━━━ RECORDS SUPPLIED ━━━

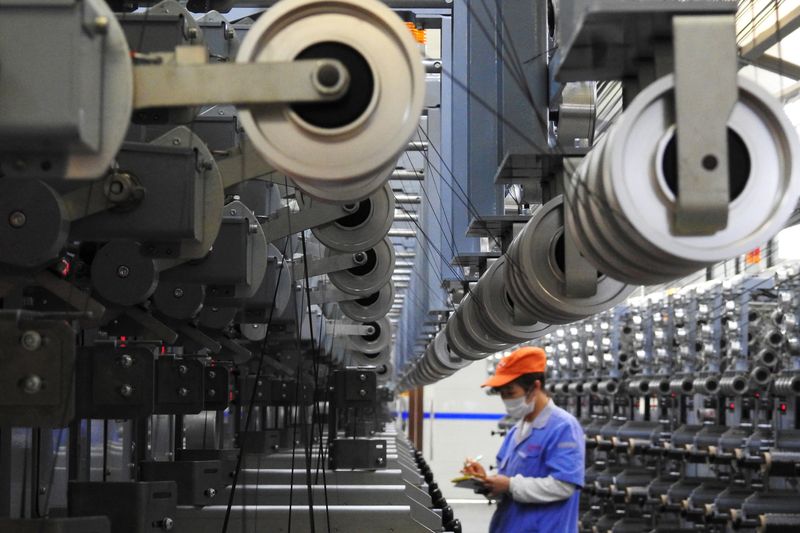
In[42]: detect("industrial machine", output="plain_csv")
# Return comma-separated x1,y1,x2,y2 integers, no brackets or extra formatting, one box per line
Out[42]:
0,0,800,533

━━━
━━━ RECORDS SUPPLIED ━━━

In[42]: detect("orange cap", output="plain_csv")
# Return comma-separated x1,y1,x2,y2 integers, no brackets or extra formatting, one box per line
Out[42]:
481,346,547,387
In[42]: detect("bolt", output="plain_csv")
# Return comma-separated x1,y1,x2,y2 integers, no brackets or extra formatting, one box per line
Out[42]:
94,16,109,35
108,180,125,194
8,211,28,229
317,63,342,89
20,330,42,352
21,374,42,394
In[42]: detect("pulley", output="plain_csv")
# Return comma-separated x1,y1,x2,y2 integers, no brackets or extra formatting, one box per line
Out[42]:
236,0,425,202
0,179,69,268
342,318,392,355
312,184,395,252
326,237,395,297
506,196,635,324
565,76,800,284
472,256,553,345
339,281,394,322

━━━
━━━ RECORDS SUPPLIED ━━━

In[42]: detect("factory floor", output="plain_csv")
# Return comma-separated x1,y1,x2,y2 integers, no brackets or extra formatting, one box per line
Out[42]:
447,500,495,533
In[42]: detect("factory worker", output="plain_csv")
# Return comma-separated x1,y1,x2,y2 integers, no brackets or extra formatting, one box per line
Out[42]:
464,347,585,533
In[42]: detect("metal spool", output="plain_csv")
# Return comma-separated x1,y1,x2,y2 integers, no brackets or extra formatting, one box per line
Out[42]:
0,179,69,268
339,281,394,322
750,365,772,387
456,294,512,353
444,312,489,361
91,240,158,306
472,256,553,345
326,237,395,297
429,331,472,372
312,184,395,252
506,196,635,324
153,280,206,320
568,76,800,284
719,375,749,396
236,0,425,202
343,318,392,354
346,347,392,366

━━━

## EXERCISE REQUIREMENTS
Pick out every line in the records above that contains the string "output", and copy each of those lines.

## THE ANSWER
In[42]: detect("industrial machine", output="plain_csv")
In[42]: detect("orange cap", output="plain_csv")
In[42]: detect("bolt", output="plain_csv")
In[42]: detect("pulley", output="plain_csv")
In[42]: detect("factory floor", output="plain_csv")
In[42]: detect("factory worker", output="plain_csv")
In[42]: detect("metal spool", output="plain_csv")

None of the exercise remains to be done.